Supplied records
# # # # #

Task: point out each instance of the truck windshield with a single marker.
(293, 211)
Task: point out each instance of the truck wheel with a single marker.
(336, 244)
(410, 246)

# # # # #

Required work
Nothing is to be left out, and every entry is to be transcribed exactly.

Task response
Task: point out each instance of the truck windshield with a single marker.
(293, 211)
Task: point out each instance of the truck wheel with a single marker.
(336, 244)
(410, 246)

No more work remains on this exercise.